» Selected extract:
•••••

President Donald Trump in a series of tweets Saturday morning lashed out at a report that he had been investigated by the FBI over alleged Kremlin ties, claiming that no other U.S. president had been tougher on Russia.

"Wow, just learned in the Failing New York Times that the corrupt former leaders of the FBI, almost all fired or forced to leave the agency for some very bad reasons, opened up an investigation on me, for no reason & with no proof, after I fired Lyin' James Comey, a total sleaze!" Trump tweeted.

He continued that "Everybody wanted him [Comey] fired, Republican and Democrat alike" over his "rigged & botched" investigation in Hillary Clinton's use of her email servers while serving as secretary of state.

He said Comey's FBI was in turmoil as a result of the investigation, and that Comey is being "totally protected by his best friend, Bob Mueller," the special counsel probing allegations of Russian interference in the 2016 election.

He went on to claim that he was in fact a Russia hawk, who had been tougher on the Kremlin than his three predecessors in the White House, but also claimed to wish for better relations with Russia.

"I have been FAR tougher on Russia than Obama, Bush or Clinton. Maybe tougher than any other President. At the same time, & as I have often said, getting along with Russia is a good thing, not a bad thing. I fully expect that someday we will have good relations with Russia again!"

Trump's tweets follow an explosive report in the New York Times Saturday, which said that after Comey's sacking by Trump in May 2017, the FBI opened an investigation into whether Trump was working for Russia. The probe was taken over by Mueller when he was appointed special counsel to investigate allegations of Russian interference, but it is not known if it currently forms part of his ongoing investigation.

•••••

[Natural-language descriptions of regions]
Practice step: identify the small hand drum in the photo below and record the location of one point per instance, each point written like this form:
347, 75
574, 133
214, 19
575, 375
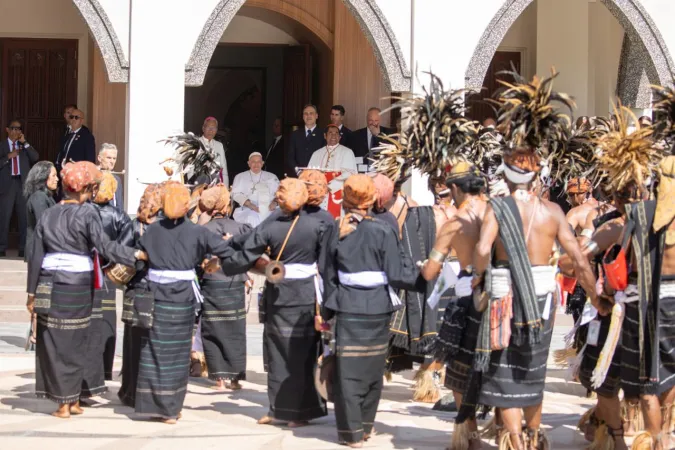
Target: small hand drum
120, 274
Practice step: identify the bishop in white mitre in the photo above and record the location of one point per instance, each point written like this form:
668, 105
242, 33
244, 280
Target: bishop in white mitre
334, 158
254, 191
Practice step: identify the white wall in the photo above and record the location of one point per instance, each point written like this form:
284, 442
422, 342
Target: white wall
247, 30
522, 36
54, 19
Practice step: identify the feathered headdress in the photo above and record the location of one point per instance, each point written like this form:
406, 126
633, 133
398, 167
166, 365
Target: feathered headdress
437, 131
664, 106
627, 157
579, 161
192, 156
528, 118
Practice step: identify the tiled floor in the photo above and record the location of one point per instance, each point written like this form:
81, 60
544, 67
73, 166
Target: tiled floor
227, 420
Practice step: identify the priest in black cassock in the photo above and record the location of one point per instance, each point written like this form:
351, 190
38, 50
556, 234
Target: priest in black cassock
304, 141
364, 260
363, 140
289, 305
274, 157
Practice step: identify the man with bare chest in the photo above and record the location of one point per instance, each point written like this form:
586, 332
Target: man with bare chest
521, 231
460, 235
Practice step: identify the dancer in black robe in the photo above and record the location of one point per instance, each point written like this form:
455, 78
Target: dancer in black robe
61, 286
364, 261
165, 353
103, 329
149, 210
223, 322
289, 306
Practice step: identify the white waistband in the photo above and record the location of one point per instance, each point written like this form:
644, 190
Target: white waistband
369, 279
543, 277
463, 287
363, 279
68, 262
667, 289
300, 271
170, 276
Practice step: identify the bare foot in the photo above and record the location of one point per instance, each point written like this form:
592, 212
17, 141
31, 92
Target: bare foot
63, 412
265, 420
234, 385
298, 424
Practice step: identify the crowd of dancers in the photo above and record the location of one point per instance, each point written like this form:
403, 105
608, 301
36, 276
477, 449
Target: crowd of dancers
468, 287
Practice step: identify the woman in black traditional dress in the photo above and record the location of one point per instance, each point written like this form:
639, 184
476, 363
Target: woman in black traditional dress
39, 191
175, 247
223, 321
364, 260
103, 329
148, 212
289, 305
61, 283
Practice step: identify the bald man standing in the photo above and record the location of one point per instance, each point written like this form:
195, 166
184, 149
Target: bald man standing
78, 144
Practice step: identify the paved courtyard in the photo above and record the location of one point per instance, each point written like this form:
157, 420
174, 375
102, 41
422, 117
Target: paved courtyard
226, 420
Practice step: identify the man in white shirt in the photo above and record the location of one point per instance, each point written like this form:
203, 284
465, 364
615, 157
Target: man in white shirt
254, 191
209, 130
334, 157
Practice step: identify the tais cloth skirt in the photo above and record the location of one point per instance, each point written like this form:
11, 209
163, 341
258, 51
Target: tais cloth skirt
292, 351
165, 360
62, 340
362, 342
224, 329
517, 375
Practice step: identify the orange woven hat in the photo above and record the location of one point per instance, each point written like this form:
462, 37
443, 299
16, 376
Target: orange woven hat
106, 189
358, 192
291, 195
176, 201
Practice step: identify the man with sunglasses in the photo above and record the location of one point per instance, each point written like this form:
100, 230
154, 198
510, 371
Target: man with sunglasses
16, 158
78, 144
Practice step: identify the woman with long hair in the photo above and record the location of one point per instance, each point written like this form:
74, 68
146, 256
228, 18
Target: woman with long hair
38, 190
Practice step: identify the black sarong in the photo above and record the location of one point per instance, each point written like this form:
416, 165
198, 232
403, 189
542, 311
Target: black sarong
165, 360
107, 295
62, 337
612, 383
292, 350
93, 381
362, 342
516, 375
460, 359
631, 381
131, 357
414, 327
224, 329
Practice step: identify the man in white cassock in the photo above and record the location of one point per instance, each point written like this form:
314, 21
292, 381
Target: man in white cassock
254, 191
334, 157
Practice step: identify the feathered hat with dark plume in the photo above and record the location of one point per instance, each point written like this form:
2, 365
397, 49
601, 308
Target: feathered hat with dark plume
626, 157
529, 119
192, 156
664, 106
436, 134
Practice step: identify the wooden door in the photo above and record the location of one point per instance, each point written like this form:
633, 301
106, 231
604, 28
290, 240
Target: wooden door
297, 83
39, 77
479, 108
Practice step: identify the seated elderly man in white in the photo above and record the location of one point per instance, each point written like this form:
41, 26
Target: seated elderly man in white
254, 191
334, 157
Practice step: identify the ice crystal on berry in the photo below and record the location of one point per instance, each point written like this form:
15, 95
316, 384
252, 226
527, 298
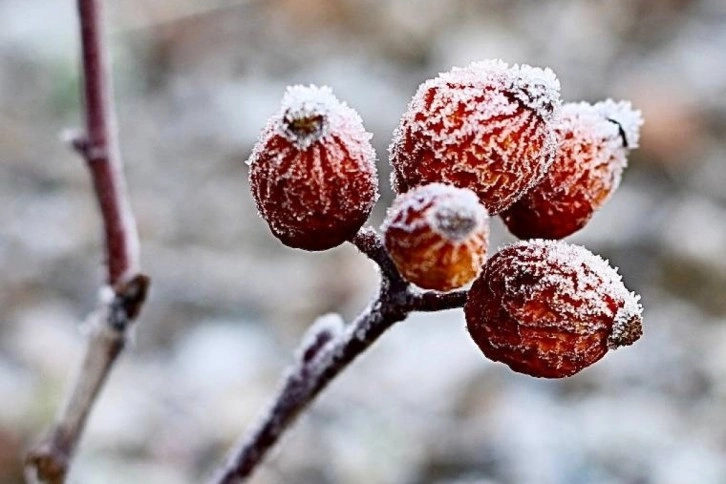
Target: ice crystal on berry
312, 171
486, 127
588, 166
550, 309
437, 235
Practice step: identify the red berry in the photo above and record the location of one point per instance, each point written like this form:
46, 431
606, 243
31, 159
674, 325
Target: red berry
591, 155
486, 127
312, 172
550, 309
437, 235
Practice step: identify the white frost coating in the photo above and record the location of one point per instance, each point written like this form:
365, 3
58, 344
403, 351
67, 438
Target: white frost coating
487, 126
536, 88
326, 327
442, 206
630, 120
317, 104
622, 326
554, 264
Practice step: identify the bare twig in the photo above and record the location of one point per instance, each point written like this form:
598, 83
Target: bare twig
308, 377
110, 325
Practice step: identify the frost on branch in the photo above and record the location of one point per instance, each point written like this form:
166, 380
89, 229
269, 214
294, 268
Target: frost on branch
589, 162
437, 235
487, 127
320, 336
550, 309
312, 171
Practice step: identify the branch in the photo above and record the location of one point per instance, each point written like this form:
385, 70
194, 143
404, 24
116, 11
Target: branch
111, 324
327, 353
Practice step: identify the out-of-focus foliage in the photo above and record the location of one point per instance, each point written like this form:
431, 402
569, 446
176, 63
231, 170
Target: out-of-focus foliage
195, 82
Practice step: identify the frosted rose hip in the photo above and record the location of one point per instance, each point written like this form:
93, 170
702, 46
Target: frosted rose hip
486, 127
312, 172
437, 236
550, 309
593, 143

•••••

» Exercise directions: Continue the news report on Trump's tweets about the FBI investigation, picking up after its final sentence.

» Reply to the task:
The report does not specify which FBI officials authorised the investigation, and claims that the agency acted after Trump, on two occasions, cited the FBI's probe into Russian interference in 2016 as grounds for sacking Comey.

In his two years in office Trump has had an unsteady relationship with Russia.

The administration has imposed fresh sanctions on Russian individuals, boosted funding to the European Reassurance Initiative designed to deter Russian aggression in Europe, and backed out of a missile proliferation treaty agreed during the Cold War, claiming Russia violated it terms.

However, Trump's language towards Russia has also been conciliatory, and in June 2017's Helsinki summit with President Vladimir Putin Trump even seemed to accept Russian assurances that it had not meddled in the 2016 election, over the evidence of his own intelligence agencies.

The claim prompted some critics to go as far as to accuse the president of treason.

Trump, for his part, has long castigated the Russia probe as a partisan "witch hunt."

Comey, who has emerged as one of the president's staunchest critics, denied in testimony to congress in December claims that he is close to Mueller after the president claimed the two were "best friends."

"I am not," Comey said. "I admire the heck out of the man, but I don't know his phone number, I've never been to his house, I don't know his children's names."